→ Selected passage:

--- begin ---

Here You See the Small Porcupine Perched in Its Tree, Preparing and Crunching Some Data with Me

30 October 2019 — by Yves Parès

Porcupines are large rodents with coats of sharp spines, or quills, that protect them against predators. The term covers two families of animals: the Old World porcupines of family Hystricidae, and the New World porcupines of family Erethizontidae.

The New World porcupines […] live in wooded areas and can climb trees, where some species spend their entire lives.

Porcupines have a relatively high longevity and had held the record for being the longest-living rodent, with one individual living to 27 years, until the record was broken in 2002 by a naked mole-rat living to 28 years. (source)

So, long story short, Porcupine is a framework aimed at making long-lived (in the sense that they are robust, shareable, and reusable), portable and customizable data pipelines. That is, Porcupine provides a team writing a data-hungry analytics application the tools to write a directed graph of tasks, where each task can depend on a tree of resources (think “a filesystem tree”). Porcupine does this while remaining oblivious of the actual physical locations of these resources, of their format, and of the protocols used to address them (that’s the “portable” part), and can expose any configuration parameter to the outside world (that’s the “customizable” part).

Porcupine provides tools for three different professions: software developers, data scientists, and DevOps engineers. But by itself, porcupine-core (the main package) is neither a data science nor a DevOps tool. Instead, it implements a central, principled basis for data applications to be used by people with these different skill sets. It unites their worlds by cleanly separating them: the software developer can stay focused on data serialization and managing different data sources, the data scientist can stay focused on analytics, while the DevOps engineer can see, administer, and modify the entire pipeline’s configuration and inputs/outputs.

I’m going to focus on the developer part of the API in this blog post. For a broader overview of Porcupine (notably from an analyst’s point of view), you can watch my talk at the latest Haskell Exchange.

Abstracting over data sources and sinks

Cleanly separating sources of data from the code that processes them while maintaining memory consumption guarantees is something that has already been extensively studied in Haskell, including on this very blog. Porcupine relies on streaming quite extensively. So let’s see where these streams originate and end in Porcupine:

class ( MonadMask m, MonadIO m, TypedLocation (LocOf l) ) =>
    LocationAccessor m (l::Symbol) where
  data LocOf l :: *
  locExists :: LocOf l -> m Bool
  writeBSS :: LocOf l -> BSS.ByteString m r -> m r
  readBSS :: LocOf l -> m (BSS.ByteString m ())

This LocationAccessor class is a slightly simplified version of the one actually in use, but it shows the main idea. The LocationAccessor is, in the end, a monad m, but since the same final monad stack can act as several location accessors, we also need this type-level String (the Symbol) to disambiguate the implementation we are targeting at a given moment. So each implementation defines a new backend for opening and writing data byte streams.

This is the instance for local resources (i.e., local files):

instance (MonadResource m, MonadMask m) => LocationAccessor m "resource" where
  newtype LocOf "resource" = L URL
    deriving (Functor, Foldable, Traversable, ToJSON, TypedLocation)

--- end ---

→ Point placement records:
--- begin ---

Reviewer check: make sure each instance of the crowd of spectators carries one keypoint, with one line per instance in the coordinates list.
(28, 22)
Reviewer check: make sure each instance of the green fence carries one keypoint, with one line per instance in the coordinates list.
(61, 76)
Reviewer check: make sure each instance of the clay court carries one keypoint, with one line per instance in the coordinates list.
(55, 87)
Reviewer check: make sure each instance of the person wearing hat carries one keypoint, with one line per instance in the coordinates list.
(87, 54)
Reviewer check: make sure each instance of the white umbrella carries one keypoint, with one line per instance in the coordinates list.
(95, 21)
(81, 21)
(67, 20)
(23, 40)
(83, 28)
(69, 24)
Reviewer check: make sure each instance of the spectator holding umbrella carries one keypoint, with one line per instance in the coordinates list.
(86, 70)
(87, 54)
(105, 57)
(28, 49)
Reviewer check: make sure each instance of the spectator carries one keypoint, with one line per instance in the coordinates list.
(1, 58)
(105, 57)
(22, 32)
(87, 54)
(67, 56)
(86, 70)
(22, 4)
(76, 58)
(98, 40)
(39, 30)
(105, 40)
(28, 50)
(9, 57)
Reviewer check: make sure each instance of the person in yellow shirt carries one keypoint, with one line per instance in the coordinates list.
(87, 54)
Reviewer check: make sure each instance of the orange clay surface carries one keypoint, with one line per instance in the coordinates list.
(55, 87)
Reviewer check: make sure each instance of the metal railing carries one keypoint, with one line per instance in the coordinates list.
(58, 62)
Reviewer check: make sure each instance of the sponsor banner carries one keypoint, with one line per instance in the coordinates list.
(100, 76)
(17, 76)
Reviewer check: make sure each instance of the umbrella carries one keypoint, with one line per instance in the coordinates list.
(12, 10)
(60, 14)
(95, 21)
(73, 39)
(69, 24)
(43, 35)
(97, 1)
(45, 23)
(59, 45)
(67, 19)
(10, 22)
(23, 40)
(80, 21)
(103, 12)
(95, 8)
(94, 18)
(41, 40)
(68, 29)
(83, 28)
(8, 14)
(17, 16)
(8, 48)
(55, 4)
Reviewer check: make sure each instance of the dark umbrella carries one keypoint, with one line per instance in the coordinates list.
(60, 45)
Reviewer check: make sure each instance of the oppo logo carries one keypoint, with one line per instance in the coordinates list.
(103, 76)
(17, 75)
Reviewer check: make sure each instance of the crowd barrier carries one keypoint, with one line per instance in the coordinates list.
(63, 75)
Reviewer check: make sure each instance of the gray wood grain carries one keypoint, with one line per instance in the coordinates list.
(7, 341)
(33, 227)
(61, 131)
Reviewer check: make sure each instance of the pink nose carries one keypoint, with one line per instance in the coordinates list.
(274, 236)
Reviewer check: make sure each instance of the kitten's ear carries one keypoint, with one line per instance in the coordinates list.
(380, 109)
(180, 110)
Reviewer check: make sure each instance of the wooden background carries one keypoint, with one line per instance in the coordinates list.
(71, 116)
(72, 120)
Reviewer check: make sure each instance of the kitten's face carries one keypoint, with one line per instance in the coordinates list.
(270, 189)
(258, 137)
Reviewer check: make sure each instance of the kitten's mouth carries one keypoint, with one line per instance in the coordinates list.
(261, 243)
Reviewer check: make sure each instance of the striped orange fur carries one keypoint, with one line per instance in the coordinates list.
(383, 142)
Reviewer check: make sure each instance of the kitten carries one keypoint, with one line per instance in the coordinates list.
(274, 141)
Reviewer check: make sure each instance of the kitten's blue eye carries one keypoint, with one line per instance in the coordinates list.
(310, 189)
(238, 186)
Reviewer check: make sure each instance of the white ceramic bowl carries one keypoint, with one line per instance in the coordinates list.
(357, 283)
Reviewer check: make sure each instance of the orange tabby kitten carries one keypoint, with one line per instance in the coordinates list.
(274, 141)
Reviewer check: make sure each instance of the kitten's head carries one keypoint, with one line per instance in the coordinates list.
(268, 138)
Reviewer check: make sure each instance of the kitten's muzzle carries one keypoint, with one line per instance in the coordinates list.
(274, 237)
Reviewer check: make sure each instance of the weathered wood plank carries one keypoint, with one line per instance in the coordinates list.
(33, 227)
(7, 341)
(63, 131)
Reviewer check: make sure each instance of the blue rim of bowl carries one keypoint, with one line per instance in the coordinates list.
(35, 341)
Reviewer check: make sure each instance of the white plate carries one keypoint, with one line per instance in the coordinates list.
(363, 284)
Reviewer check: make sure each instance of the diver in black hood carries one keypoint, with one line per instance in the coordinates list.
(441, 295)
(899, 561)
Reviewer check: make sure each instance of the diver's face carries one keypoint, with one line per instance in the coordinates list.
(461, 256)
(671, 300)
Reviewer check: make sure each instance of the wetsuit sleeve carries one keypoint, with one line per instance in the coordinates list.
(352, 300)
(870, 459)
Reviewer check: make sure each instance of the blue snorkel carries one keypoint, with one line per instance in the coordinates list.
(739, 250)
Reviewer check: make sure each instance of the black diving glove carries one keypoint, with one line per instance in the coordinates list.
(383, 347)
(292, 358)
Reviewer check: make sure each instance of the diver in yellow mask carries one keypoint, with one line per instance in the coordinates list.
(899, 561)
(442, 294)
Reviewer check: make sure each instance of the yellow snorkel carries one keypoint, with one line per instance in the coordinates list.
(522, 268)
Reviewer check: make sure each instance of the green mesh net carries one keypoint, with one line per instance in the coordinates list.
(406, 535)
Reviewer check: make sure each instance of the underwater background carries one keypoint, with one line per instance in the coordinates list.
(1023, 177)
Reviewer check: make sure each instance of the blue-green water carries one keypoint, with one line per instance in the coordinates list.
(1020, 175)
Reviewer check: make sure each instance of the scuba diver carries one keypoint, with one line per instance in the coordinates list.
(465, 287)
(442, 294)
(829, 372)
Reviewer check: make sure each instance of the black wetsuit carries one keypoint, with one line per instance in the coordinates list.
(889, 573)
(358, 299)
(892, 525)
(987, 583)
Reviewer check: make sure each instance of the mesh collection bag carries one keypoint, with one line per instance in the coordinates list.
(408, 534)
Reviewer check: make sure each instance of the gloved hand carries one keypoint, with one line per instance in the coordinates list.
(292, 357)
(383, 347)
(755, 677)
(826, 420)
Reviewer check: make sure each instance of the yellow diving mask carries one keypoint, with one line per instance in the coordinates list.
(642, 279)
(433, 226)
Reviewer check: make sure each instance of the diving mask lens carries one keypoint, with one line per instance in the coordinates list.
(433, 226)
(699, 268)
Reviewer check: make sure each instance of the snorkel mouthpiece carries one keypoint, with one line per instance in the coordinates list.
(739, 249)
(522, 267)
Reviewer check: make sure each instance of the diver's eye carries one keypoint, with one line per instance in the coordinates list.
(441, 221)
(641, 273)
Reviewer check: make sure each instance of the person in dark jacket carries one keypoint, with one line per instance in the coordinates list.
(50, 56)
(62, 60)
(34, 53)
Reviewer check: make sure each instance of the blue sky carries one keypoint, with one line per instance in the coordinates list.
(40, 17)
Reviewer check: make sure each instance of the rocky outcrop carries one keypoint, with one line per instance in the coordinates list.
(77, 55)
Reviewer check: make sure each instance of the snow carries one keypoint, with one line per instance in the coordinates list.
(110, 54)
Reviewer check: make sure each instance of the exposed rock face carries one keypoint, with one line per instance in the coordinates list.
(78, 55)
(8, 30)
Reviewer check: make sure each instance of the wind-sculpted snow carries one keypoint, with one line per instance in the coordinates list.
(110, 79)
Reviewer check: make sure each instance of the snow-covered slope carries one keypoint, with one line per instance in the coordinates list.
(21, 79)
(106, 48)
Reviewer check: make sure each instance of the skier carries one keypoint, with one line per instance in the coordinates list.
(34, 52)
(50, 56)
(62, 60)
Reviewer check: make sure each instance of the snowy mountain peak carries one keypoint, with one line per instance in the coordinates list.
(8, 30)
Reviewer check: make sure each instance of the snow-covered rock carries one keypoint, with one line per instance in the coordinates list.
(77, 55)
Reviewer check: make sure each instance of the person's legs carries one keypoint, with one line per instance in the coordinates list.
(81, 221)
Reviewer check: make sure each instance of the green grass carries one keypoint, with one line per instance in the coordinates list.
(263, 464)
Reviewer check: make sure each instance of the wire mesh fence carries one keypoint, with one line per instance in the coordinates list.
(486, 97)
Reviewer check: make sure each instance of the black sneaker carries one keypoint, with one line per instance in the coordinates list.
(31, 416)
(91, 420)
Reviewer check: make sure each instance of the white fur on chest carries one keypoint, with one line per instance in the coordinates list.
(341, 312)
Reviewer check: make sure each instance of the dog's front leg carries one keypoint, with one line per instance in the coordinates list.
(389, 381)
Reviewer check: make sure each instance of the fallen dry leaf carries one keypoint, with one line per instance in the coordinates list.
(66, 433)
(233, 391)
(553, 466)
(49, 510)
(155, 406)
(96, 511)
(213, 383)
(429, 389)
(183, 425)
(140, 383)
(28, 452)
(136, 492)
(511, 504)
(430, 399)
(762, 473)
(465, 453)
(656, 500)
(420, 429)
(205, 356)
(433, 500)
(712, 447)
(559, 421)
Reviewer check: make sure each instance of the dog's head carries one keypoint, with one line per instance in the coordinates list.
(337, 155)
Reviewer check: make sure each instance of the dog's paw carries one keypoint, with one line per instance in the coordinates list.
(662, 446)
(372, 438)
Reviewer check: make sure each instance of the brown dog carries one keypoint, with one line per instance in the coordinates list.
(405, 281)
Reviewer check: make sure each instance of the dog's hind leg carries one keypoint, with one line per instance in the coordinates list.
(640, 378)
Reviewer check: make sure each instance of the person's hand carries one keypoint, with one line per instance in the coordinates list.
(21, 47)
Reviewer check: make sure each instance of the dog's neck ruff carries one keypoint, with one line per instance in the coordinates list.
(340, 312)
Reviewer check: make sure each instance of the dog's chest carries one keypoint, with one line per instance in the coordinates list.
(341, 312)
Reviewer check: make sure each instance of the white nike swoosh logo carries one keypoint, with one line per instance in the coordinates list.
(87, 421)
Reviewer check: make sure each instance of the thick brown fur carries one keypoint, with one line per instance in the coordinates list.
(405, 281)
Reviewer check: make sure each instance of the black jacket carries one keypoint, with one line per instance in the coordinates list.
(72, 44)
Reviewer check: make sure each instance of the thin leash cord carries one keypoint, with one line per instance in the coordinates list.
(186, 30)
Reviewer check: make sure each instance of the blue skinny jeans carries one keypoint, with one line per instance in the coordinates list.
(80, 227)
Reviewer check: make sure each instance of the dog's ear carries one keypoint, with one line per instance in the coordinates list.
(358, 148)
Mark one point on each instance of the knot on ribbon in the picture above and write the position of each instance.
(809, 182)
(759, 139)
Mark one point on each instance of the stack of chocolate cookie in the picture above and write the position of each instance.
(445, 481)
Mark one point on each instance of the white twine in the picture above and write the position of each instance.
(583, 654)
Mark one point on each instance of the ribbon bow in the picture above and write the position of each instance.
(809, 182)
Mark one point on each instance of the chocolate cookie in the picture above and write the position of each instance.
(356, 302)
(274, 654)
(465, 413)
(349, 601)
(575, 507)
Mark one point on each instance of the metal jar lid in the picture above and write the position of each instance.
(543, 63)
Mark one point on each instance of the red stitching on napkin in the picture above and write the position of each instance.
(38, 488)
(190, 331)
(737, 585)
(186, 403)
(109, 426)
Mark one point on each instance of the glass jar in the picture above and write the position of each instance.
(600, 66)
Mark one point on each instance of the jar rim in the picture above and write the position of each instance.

--- end ---

→ Written exercise: Write out verbatim everything in the Porcupine post from "30 October 2019" down to "their entire lives.".

→ Full solution:
30 October 2019 — by Yves Parès

Porcupines are large rodents with coats of sharp spines, or quills, that protect them against predators. The term covers two families of animals: the Old World porcupines of family Hystricidae, and the New World porcupines of family Erethizontidae.

The New World porcupines […] live in wooded areas and can climb trees, where some species spend their entire lives.